[The task]:
Copy the line containing "locate wheelbarrow -- one point per instance", then all lines after it up to and including the final line of the material, exactly and without additions.

[Input material]:
____
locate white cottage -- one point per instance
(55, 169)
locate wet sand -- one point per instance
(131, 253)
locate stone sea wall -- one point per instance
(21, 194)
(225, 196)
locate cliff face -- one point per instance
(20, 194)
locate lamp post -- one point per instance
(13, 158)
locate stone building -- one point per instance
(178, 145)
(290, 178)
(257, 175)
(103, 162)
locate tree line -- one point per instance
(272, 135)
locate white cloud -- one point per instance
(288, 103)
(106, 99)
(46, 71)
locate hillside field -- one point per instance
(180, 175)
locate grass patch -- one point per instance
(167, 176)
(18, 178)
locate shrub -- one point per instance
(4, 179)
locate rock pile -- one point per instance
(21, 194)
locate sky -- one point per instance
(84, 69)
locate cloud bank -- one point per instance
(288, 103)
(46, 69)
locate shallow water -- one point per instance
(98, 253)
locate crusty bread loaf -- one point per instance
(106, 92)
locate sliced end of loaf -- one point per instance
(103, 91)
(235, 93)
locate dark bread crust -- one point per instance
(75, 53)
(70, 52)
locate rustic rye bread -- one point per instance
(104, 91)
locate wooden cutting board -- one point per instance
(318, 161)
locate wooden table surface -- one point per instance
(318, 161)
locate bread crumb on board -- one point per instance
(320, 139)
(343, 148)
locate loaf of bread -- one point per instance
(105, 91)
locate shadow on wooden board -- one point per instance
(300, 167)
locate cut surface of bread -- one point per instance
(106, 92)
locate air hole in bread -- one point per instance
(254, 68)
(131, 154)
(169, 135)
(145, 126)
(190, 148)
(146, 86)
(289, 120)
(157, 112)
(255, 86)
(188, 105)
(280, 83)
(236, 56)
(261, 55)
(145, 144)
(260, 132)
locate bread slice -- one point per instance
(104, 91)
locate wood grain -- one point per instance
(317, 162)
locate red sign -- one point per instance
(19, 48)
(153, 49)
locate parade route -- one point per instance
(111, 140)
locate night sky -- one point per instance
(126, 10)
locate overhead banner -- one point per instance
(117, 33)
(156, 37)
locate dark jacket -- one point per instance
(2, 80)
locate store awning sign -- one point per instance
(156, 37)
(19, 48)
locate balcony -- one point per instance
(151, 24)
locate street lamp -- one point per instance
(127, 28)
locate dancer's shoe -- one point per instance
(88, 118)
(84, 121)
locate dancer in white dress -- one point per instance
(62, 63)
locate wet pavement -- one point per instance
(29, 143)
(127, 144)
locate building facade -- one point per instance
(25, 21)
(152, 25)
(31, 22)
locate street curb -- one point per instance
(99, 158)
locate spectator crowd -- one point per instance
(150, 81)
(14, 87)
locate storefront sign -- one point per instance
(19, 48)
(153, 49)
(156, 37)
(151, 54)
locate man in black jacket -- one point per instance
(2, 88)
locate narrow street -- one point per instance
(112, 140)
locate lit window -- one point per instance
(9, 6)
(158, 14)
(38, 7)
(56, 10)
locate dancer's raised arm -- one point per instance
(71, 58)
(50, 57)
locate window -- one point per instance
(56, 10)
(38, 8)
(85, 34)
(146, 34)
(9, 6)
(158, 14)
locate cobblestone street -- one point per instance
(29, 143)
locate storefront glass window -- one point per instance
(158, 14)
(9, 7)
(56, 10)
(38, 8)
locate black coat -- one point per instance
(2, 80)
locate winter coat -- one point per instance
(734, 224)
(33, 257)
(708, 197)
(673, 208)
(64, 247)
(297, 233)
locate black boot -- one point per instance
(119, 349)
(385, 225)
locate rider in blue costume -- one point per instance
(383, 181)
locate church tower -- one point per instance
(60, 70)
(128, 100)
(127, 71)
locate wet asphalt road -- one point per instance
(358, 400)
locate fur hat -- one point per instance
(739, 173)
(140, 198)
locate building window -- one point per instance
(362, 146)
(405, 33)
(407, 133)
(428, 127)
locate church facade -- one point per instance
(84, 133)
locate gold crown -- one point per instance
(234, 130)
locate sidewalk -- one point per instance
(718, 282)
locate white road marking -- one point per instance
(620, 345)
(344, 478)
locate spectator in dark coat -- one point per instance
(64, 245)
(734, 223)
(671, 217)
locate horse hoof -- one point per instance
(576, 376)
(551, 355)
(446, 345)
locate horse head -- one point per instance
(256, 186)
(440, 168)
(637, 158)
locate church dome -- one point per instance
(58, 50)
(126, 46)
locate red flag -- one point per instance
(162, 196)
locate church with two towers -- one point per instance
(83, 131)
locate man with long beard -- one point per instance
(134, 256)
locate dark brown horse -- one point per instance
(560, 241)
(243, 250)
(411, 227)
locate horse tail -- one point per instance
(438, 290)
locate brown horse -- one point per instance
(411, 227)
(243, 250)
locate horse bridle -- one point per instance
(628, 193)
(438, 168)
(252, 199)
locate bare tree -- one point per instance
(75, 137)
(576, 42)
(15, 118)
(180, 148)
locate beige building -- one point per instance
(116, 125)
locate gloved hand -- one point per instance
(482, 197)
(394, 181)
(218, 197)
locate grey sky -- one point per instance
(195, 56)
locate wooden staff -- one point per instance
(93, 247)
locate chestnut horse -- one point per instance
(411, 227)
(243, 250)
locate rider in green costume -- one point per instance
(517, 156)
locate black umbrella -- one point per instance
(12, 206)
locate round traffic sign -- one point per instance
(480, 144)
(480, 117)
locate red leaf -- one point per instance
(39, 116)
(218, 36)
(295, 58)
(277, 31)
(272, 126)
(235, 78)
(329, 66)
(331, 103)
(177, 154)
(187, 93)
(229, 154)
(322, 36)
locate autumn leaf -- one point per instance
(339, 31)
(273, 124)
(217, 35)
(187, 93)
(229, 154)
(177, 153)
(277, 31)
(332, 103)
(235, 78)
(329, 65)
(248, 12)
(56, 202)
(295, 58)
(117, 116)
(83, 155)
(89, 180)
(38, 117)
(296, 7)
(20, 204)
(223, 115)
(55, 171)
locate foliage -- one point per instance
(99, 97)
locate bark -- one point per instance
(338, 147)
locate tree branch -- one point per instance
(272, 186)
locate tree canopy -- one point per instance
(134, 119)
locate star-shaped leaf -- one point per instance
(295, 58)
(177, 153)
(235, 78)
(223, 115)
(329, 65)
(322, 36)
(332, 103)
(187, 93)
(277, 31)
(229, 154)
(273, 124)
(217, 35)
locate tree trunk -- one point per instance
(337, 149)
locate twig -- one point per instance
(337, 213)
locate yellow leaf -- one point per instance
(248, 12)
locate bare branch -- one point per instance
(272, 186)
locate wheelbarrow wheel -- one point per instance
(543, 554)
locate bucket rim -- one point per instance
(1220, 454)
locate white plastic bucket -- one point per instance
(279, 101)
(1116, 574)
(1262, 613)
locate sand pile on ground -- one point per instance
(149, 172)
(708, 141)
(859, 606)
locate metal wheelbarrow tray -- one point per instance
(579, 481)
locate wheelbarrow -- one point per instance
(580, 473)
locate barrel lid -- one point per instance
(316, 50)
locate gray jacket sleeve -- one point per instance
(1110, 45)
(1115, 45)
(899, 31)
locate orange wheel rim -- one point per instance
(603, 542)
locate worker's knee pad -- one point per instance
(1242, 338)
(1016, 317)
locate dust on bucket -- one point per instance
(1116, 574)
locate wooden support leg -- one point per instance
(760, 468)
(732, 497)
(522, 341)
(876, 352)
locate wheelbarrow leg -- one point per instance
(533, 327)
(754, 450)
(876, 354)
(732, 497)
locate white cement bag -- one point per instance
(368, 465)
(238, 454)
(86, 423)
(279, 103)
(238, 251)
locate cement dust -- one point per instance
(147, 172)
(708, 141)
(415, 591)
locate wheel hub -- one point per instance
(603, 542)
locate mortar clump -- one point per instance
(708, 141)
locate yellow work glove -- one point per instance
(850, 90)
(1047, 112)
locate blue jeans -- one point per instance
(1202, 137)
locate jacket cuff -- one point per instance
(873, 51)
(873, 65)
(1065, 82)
____
[Solution to the problem]:
locate wheelbarrow -- one point per instance
(580, 473)
locate barrel lid -- one point per instance
(316, 50)
locate gray jacket sleeve -- one point per instance
(1110, 45)
(1115, 45)
(899, 31)
locate orange wheel rim -- one point per instance
(603, 542)
locate worker's knee pad -- one point per instance
(1242, 338)
(1016, 317)
locate dust on bucket -- one point per instance
(1116, 574)
locate wooden support leg -- one point per instance
(760, 468)
(732, 497)
(522, 341)
(876, 352)
locate wheelbarrow leg -- one point per instance
(533, 327)
(754, 450)
(876, 354)
(732, 497)
locate white cement bag -- one point per instance
(368, 465)
(238, 454)
(86, 423)
(279, 103)
(238, 251)
locate cement dust -- one point per instance
(147, 172)
(708, 141)
(415, 591)
locate wheel hub -- one point per instance
(603, 542)
locate mortar clump -- one point per instance
(708, 141)
locate yellow work glove -- one point per instance
(850, 90)
(1047, 112)
locate blue jeans -- one point per instance
(1202, 137)
locate jacket cuff -- one point per instance
(873, 51)
(873, 65)
(1065, 82)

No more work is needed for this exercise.